Monday, March 21, 2011

Obscure Biblical Names: Fortunatus

b. 1742
Chilmark, Marthas Vineyard, MA

One of the nice things about Christians is that they really, really want you to know about the Bible. In service of that goal, they have created bajillions of websites that cover the minutia Bible in exhaustive detail. The Christian website I use for names is good for my purposes because it has lots of useful glossaries and tends to quote the King James Version (KJV), which would have been familiar to the residents of colonial New England (they also used the Geneva Bible, but that one isn't really so popular on the internet and it's similar to the KJV). Wikipedia also has an impressive list of Biblical names, but the spellings are not always taken from the KJV, so they seem less likely to show up in colonial New England.

# Extracted data:
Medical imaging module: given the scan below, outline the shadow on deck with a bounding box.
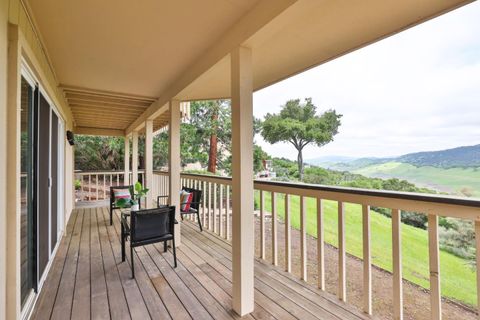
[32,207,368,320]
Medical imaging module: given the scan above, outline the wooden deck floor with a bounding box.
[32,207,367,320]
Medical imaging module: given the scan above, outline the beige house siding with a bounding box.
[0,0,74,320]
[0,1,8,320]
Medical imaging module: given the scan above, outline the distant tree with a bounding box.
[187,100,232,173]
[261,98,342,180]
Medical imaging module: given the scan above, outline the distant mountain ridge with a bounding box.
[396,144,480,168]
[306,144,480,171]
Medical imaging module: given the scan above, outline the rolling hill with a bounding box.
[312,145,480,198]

--

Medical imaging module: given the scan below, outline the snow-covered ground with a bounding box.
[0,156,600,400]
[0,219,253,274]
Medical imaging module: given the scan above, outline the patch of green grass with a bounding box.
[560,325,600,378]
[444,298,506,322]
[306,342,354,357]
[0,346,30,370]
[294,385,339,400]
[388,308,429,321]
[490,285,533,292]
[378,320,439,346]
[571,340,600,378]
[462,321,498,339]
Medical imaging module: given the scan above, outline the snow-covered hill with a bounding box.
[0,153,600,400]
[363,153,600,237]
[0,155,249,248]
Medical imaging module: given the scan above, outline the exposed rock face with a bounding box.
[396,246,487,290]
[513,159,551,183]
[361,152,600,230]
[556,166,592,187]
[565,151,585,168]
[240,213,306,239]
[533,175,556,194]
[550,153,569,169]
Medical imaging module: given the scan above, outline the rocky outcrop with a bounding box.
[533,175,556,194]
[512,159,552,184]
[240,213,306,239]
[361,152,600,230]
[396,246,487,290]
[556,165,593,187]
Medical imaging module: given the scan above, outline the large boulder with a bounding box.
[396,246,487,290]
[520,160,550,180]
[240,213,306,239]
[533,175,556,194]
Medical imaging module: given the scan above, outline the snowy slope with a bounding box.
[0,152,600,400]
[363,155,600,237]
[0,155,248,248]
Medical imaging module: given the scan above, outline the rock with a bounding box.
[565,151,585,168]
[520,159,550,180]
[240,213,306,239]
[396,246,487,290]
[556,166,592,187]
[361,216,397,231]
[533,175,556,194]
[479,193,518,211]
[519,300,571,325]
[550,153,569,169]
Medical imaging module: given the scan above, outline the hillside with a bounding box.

* * *

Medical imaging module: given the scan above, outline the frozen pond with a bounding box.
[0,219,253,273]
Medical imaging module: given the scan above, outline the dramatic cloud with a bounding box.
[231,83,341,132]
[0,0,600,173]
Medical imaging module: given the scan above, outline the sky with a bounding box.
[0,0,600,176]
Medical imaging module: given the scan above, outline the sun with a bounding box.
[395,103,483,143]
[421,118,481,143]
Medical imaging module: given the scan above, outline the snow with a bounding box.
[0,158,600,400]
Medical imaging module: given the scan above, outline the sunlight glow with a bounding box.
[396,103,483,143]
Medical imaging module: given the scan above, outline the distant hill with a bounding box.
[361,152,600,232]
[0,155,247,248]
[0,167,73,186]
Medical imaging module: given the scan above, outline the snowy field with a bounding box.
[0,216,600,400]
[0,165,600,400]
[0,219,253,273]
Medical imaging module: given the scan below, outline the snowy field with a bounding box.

# Required action:
In the blog post on obscure Biblical names, switch "bajillions" to "thousands" and give back everything from "One of the nice" down to "colonial New England.".

# Worked solution:
One of the nice things about Christians is that they really, really want you to know about the Bible. In service of that goal, they have created thousands of websites that cover the minutia Bible in exhaustive detail. The Christian website I use for names is good for my purposes because it has lots of useful glossaries and tends to quote the King James Version (KJV), which would have been familiar to the residents of colonial New England (they also used the Geneva Bible, but that one isn't really so popular on the internet and it's similar to the KJV). Wikipedia also has an impressive list of Biblical names, but the spellings are not always taken from the KJV, so they seem less likely to show up in colonial New England.